-- Start --

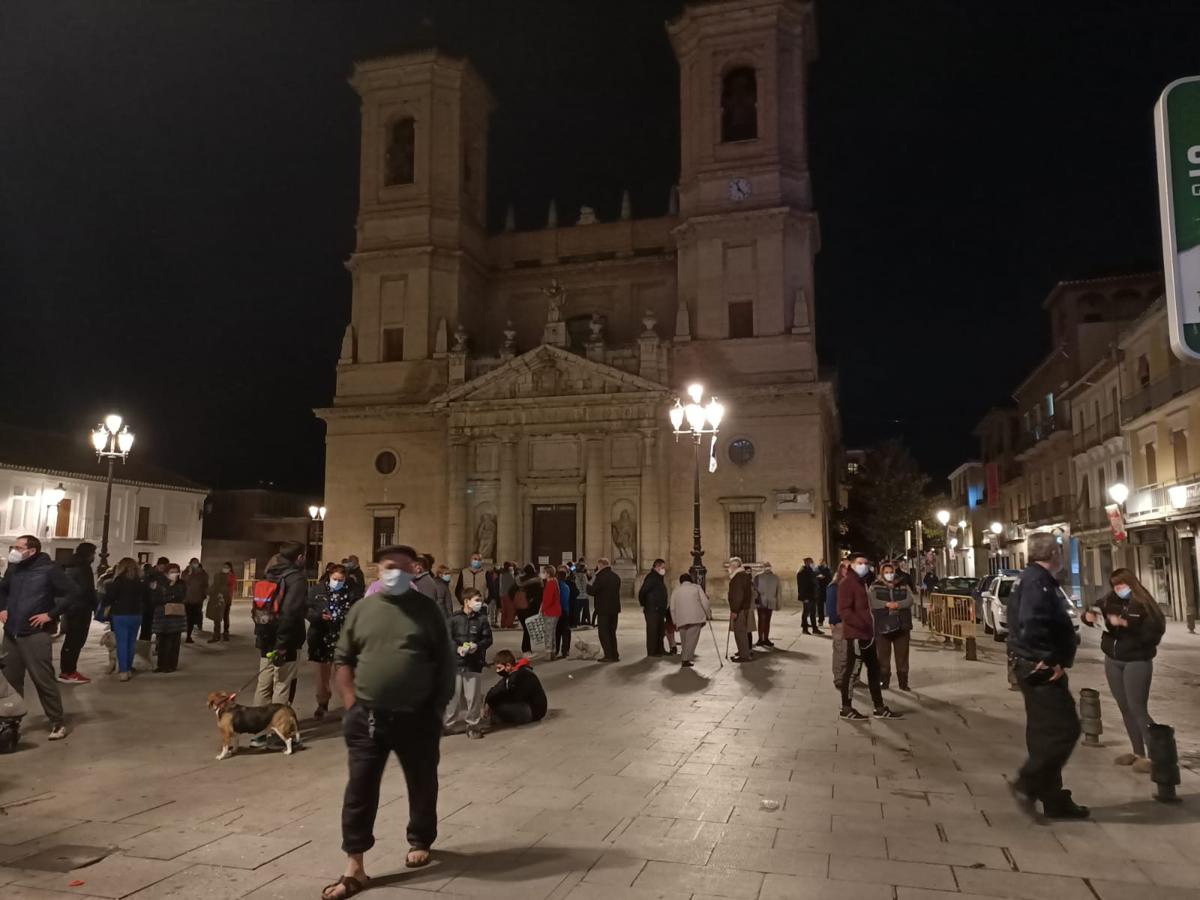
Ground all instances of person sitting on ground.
[442,588,492,739]
[484,650,546,725]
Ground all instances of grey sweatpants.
[1104,656,1154,756]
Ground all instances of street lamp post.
[668,384,725,588]
[91,413,133,566]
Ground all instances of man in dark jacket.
[588,557,620,662]
[838,553,904,721]
[485,650,547,725]
[0,534,79,740]
[59,541,96,684]
[796,557,824,635]
[254,541,308,707]
[1008,532,1088,818]
[637,559,667,656]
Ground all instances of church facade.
[317,0,839,600]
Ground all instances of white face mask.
[379,569,413,595]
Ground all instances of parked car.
[983,575,1080,643]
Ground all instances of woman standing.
[1084,569,1166,772]
[102,557,146,682]
[152,563,187,672]
[868,563,912,691]
[307,565,359,719]
[671,572,713,668]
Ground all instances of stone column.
[496,434,522,563]
[583,436,608,571]
[446,434,467,569]
[637,428,667,571]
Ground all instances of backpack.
[250,581,283,625]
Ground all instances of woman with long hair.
[1084,569,1166,773]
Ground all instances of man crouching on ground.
[322,546,456,900]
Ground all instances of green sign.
[1154,76,1200,360]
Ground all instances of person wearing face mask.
[305,565,359,719]
[322,545,461,900]
[204,563,233,643]
[637,559,668,658]
[838,553,904,721]
[869,563,912,691]
[1008,532,1090,818]
[151,563,187,673]
[442,588,492,739]
[0,534,80,740]
[1084,569,1166,774]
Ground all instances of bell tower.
[667,0,818,367]
[338,50,492,395]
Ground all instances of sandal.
[320,875,371,900]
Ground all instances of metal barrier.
[925,593,978,660]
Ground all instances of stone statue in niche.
[541,278,566,322]
[612,509,637,559]
[475,512,496,559]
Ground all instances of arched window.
[721,66,758,144]
[383,119,416,186]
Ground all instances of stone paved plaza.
[0,610,1200,900]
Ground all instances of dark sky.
[0,0,1200,490]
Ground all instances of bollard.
[1079,688,1104,746]
[1146,725,1180,803]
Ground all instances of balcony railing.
[1121,366,1200,425]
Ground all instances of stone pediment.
[433,344,667,404]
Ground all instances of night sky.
[0,0,1200,490]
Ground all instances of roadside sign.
[1154,76,1200,361]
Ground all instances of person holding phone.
[1008,540,1090,818]
[1084,569,1166,773]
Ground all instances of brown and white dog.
[209,691,300,760]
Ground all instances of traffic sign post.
[1154,76,1200,362]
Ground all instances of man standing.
[0,534,79,740]
[254,541,308,710]
[59,541,96,684]
[322,545,456,900]
[637,559,667,656]
[588,557,620,662]
[1008,532,1088,818]
[796,557,824,635]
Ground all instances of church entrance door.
[532,503,575,565]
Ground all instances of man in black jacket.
[59,541,96,684]
[1008,532,1088,818]
[254,541,308,707]
[637,559,667,656]
[588,557,620,662]
[0,534,79,740]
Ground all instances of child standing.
[443,588,492,739]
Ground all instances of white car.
[983,575,1080,643]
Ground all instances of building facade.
[318,0,839,595]
[0,425,208,565]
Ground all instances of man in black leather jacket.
[1008,533,1088,818]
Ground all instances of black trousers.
[154,631,182,672]
[1013,659,1080,812]
[840,641,883,709]
[642,610,667,656]
[342,703,442,853]
[596,612,620,659]
[59,610,91,674]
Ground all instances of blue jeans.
[112,616,142,672]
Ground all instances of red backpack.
[250,581,283,625]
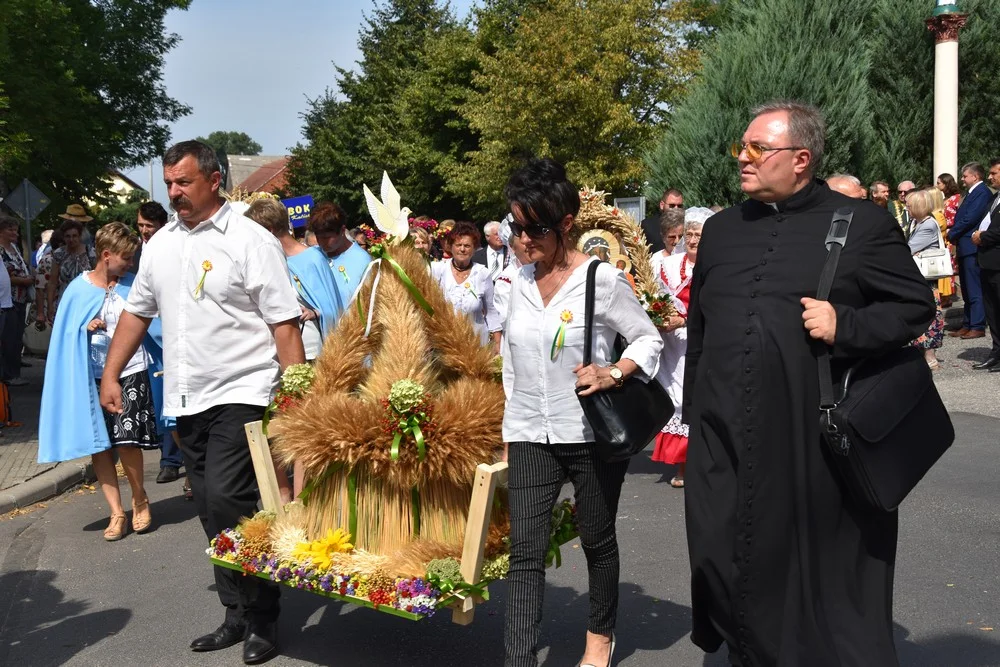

-- End --

Lay out all the items above as a numbered list, leaving out blank lines and the pictures.

§ **RESULT OF THIS EXERCISE**
1. Ground all instances of person sitting on ground.
2. [442,588,492,739]
3. [484,650,546,725]
4. Ground all instances of grey sweatpants.
5. [1104,656,1154,756]
6. Ground all instances of street lamp post.
7. [668,384,725,588]
8. [91,413,133,566]
9. Ground all instances of man in dark jacket.
10. [588,557,620,662]
11. [838,553,904,721]
12. [485,650,547,725]
13. [0,534,79,740]
14. [59,541,96,684]
15. [796,557,824,635]
16. [254,541,308,707]
17. [1008,532,1088,818]
18. [637,559,667,656]
19. Ground all instances of church facade.
20. [317,0,839,600]
21. Ground all instances of white face mask.
22. [379,569,413,595]
23. Ground all instances of parked car.
24. [983,575,1080,643]
25. Ground all instances of woman standing.
26. [1084,569,1166,772]
27. [102,557,146,682]
28. [152,563,187,672]
29. [868,563,912,691]
30. [307,565,359,719]
31. [671,572,713,668]
32. Ground all instances of stone column.
33. [496,434,522,563]
34. [583,436,608,571]
35. [446,434,467,569]
36. [637,428,667,571]
37. Ground all instances of backpack.
38. [250,581,283,625]
39. Ground all instances of woman with long hair.
40. [1084,569,1166,773]
41. Ground all instances of man crouching on ground.
42. [322,546,456,900]
43. Ground all instances of green sign.
44. [1154,76,1200,360]
45. Ground all instances of person wearing face mask.
46. [305,565,359,719]
47. [322,545,461,900]
48. [204,563,233,643]
49. [637,559,668,658]
50. [838,553,904,721]
51. [869,563,912,691]
52. [1008,532,1090,818]
53. [151,563,187,673]
54. [442,588,492,739]
55. [0,534,80,740]
56. [1084,569,1166,774]
57. Ground all instances of bell tower.
58. [667,0,818,367]
59. [338,50,492,395]
60. Ground all instances of sandal.
61. [320,875,371,900]
62. Ground all instances of metal barrier.
63. [925,593,978,660]
64. Ground all instances of stone statue in niche.
65. [541,278,566,322]
66. [612,509,637,559]
67. [475,512,496,559]
68. Ground all instances of arched window.
69. [721,66,758,144]
70. [383,119,416,186]
71. Ground all instances of stone paved plaza.
72. [0,610,1200,900]
73. Ground all instances of dark sky.
74. [0,0,1200,490]
75. Ground all instances of bollard.
76. [1079,688,1104,746]
77. [1146,725,1180,803]
78. Ground all instances of balcony railing.
79. [1121,366,1200,425]
80. Ground all instances of stone pediment.
81. [433,344,667,404]
82. Ground all instances of night sky.
83. [0,0,1200,490]
84. Ground all instances of roadside sign.
85. [1154,76,1200,361]
86. Ground all instances of person holding phone.
87. [1008,540,1090,818]
88. [1084,569,1166,773]
89. Ground all instances of brown and white dog.
90. [209,691,300,760]
91. Ground all instances of traffic sign post.
92. [1154,76,1200,362]
93. Ground all instances of man standing.
94. [0,534,79,740]
95. [254,541,308,710]
96. [59,541,96,684]
97. [322,545,456,900]
98. [637,559,667,656]
99. [588,557,620,662]
100. [1008,532,1088,818]
101. [796,557,824,635]
102. Ground all instances of church entrance door.
103. [532,503,575,565]
104. Ground all instances of man in black jacket.
105. [59,541,96,684]
106. [1008,532,1088,818]
107. [254,541,308,707]
108. [637,559,667,656]
109. [588,557,620,662]
110. [0,534,79,740]
111. Ground all instances of child standing.
112. [443,588,492,739]
113. Ground all instances of white car.
114. [983,575,1080,643]
115. Ground all instances of building facade.
116. [318,0,839,595]
117. [0,425,208,565]
118. Ground all instances of man in black leather jacket.
119. [1008,533,1088,818]
120. Ground all instances of black trousers.
121. [154,631,182,672]
122. [1013,659,1080,812]
123. [840,641,883,709]
124. [642,610,667,656]
125. [342,703,442,853]
126. [596,612,620,659]
127. [59,610,91,674]
128. Ground all instances of blue jeans.
129. [112,616,142,672]
130. Ground all instances of red backpack.
131. [250,581,283,625]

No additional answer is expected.